- [What is needed]
Without changing anything, reproduce every record below.

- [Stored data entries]
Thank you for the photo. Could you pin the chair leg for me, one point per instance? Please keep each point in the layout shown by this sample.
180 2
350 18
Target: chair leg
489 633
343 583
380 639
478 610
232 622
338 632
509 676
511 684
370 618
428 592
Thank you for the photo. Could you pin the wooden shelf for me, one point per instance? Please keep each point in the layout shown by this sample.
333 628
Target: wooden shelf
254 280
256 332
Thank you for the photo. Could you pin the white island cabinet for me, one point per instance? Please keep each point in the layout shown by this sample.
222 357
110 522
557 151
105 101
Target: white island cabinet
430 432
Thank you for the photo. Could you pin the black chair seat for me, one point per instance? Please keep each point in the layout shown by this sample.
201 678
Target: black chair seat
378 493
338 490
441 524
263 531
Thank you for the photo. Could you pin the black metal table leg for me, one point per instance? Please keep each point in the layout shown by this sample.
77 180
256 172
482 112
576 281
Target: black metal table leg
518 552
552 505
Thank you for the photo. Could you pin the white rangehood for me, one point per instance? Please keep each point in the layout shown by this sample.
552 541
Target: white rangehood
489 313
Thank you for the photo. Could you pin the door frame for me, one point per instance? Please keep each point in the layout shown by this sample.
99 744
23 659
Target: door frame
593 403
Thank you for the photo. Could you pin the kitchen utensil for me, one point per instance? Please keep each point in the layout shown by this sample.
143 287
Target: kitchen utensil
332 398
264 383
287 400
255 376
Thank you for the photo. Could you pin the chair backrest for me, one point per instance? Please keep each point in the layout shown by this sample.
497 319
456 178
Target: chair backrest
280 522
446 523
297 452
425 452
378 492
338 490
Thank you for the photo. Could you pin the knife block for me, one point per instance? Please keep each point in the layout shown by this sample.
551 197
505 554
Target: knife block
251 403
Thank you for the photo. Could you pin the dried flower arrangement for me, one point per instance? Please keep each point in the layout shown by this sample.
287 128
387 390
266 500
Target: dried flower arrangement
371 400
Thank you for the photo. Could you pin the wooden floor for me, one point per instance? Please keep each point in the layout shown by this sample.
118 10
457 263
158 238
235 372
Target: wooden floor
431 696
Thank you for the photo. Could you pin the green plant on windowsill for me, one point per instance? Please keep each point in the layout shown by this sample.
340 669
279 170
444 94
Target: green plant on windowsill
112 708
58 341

- [Answer to the exercise]
Thank you for the photo. Could you pin the chair leg for me, one point per instance? Please keep each point in the layout shown by this sample.
180 2
350 18
Target: chair leg
489 633
343 583
380 639
478 610
232 622
338 632
509 676
511 684
370 618
428 592
Thank you for the photo. Could you pin the wooden shelf for me, one point per instance? Please keep each point in the layout shown by this sample.
333 628
Target: wooden shelf
254 280
256 332
Thank you for the photo. Could you pin the white island cabinet for me, one point per instance? Please keep each point in the layout shown by this sample.
222 357
110 522
557 151
105 101
Target: white island cabinet
430 432
Thank you for the photo. Could you pin the black chair seat for me, one point per instance? Please keep each point in the layout shown by this sample.
201 678
Target: black chair seat
378 493
338 490
441 524
263 531
Thank you for the photo. Could you pin the black metal table leg for me, one point per instance? Please keep each point in the layout shown by this sample.
77 180
256 172
482 112
576 281
Target: black metal table leg
518 552
552 505
Thank you for the photo. Could you pin the white rangehood for me, one point per instance? Please keep each point in the layout shown by this sample.
552 541
Target: white rangehood
489 313
Thank you for the photo. Could you pin the door frame for me, one point per instance? Please keep each point in the layout shown by this sample.
99 744
23 659
Target: door frame
593 403
Thank you for the photo. Could you pin the kitchen utensil for me, one point per instance? Please keep each point in the layout shown by this sample.
143 287
Target: kitchen utensil
332 398
264 383
287 400
255 376
Thank you for the photo. Could you pin the chair backrest for me, one point per instance? Please keep each point in the layout shown by this sample.
497 319
456 178
Target: chair backrest
280 522
446 523
297 452
425 452
378 492
338 490
Thank you for the photo. Could you pin the knife block for me, one point per instance? Please keep each point in the layout shown by this sample.
551 197
505 554
Target: knife block
251 403
Thank you for the photo. Could you pin the dried flower arrangement for me, one point per instance? Please keep each point in the layout shown by this sample.
287 128
387 390
266 500
Target: dried flower arrangement
371 400
Thank you for the photo. Could you pin the wooden floor for me, one point per instance? Please keep each point in the layout shown by this sample.
118 10
457 263
158 238
235 372
Target: wooden floor
431 696
Thank you for the photo. Could you pin the green plant on windowsill for me, one point per instance? Please keep each point in the layout shown by this sample.
340 669
279 170
444 94
Target: green plant on windowsill
112 708
58 341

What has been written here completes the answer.